------ Entries supplied ------

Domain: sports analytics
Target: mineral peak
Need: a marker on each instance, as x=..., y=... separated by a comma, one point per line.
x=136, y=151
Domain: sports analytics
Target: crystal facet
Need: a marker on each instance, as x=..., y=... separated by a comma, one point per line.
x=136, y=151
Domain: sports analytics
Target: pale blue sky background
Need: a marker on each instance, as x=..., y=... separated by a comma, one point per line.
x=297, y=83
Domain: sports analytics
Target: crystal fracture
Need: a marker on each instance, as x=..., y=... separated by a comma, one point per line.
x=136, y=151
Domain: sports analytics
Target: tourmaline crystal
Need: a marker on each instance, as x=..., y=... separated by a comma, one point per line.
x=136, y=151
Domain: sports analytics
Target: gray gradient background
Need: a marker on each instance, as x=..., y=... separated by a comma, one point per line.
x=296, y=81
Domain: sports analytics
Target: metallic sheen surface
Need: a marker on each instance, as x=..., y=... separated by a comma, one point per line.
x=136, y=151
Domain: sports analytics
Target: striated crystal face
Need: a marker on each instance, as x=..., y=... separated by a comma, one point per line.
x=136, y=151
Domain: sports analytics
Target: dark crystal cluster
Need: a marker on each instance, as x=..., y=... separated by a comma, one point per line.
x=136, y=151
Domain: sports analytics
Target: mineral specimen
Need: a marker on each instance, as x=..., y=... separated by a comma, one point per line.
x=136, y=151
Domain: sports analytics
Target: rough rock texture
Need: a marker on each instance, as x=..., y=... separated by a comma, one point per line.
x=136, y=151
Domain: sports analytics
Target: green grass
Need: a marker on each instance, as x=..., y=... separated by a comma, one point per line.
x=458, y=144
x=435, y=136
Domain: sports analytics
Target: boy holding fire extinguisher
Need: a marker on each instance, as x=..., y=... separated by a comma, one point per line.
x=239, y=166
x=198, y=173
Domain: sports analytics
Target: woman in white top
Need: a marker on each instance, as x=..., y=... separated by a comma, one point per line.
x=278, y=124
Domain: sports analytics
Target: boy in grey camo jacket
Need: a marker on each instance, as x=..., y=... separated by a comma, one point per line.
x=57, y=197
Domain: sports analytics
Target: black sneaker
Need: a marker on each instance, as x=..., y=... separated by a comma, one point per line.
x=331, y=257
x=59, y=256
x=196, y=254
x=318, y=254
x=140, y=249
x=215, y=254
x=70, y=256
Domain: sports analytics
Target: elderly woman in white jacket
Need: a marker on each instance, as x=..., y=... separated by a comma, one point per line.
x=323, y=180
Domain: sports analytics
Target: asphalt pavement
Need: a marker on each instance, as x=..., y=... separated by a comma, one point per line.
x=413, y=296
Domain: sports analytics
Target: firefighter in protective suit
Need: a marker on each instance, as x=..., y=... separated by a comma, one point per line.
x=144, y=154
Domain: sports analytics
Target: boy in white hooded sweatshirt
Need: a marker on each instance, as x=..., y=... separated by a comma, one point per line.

------

Your task: Each entry is to be returned in full, character for character.

Answer to this problem:
Domain: sports analytics
Target: mineral peak
Need: a marker on each instance, as x=..., y=... separated by a comma, one point per line.
x=136, y=151
Domain: sports analytics
Target: crystal facet
Need: a marker on each instance, as x=..., y=... separated by a comma, one point per line.
x=136, y=151
Domain: sports analytics
Target: pale blue sky background
Need: a marker on each instance, as x=..., y=... separated by a comma, one point per line.
x=297, y=83
Domain: sports analytics
Target: crystal fracture
Need: a marker on each instance, as x=..., y=... separated by a comma, one point per line.
x=136, y=151
Domain: sports analytics
Target: tourmaline crystal
Need: a marker on each instance, as x=..., y=... separated by a comma, one point per line.
x=136, y=151
Domain: sports analytics
Target: gray gradient background
Need: a marker on each instance, as x=..., y=... separated by a comma, one point per line.
x=296, y=81
Domain: sports analytics
Target: metallic sheen surface
Need: a marker on each instance, as x=..., y=... separated by a comma, one point per line.
x=136, y=151
Domain: sports analytics
Target: striated crystal face
Need: a marker on each instance, as x=..., y=... separated by a comma, one point per line.
x=136, y=151
Domain: sports analytics
Target: dark crystal cluster
Need: a marker on each instance, as x=..., y=... separated by a comma, one point per line.
x=136, y=151
Domain: sports analytics
Target: mineral specimen
Need: a marker on each instance, as x=..., y=... separated by a comma, one point per line.
x=136, y=151
Domain: sports analytics
Target: rough rock texture
Need: a marker on each instance, as x=..., y=... separated by a comma, one point per line.
x=136, y=151
Domain: sports analytics
Target: green grass
Need: a marker on each instance, as x=..., y=... separated by a comma, one point per line.
x=458, y=144
x=435, y=136
Domain: sports analytics
Target: boy holding fire extinguisher
Need: a marker on each instance, as x=..., y=... separated by a comma, one point per line.
x=239, y=166
x=198, y=173
Domain: sports analytics
Target: woman in white top
Need: a marker on each instance, as x=..., y=... separated by a comma, one point per line.
x=278, y=124
Domain: sports analytics
Target: boy in grey camo jacket
Need: a marker on each instance, as x=..., y=... separated by a comma, one point per line.
x=57, y=197
Domain: sports analytics
Target: black sneaker
Need: a marker on each instance, as x=..., y=... separated by a comma, one point per line.
x=331, y=257
x=59, y=256
x=196, y=254
x=318, y=254
x=140, y=249
x=215, y=254
x=70, y=256
Domain: sports analytics
Target: elderly woman in white jacket
Need: a marker on each instance, as x=..., y=... separated by a comma, one point per line.
x=323, y=180
Domain: sports analytics
Target: asphalt pavement
Need: a marker on each instance, as x=..., y=... separated by a comma, one point per line.
x=413, y=296
Domain: sports analytics
Target: firefighter in protective suit
Need: a marker on each instance, as x=..., y=... separated by a comma, one point per line.
x=144, y=154
Domain: sports analytics
Target: boy in white hooded sweatshirt
Need: a marker on each instance, as x=..., y=... separated by a comma, one point per line.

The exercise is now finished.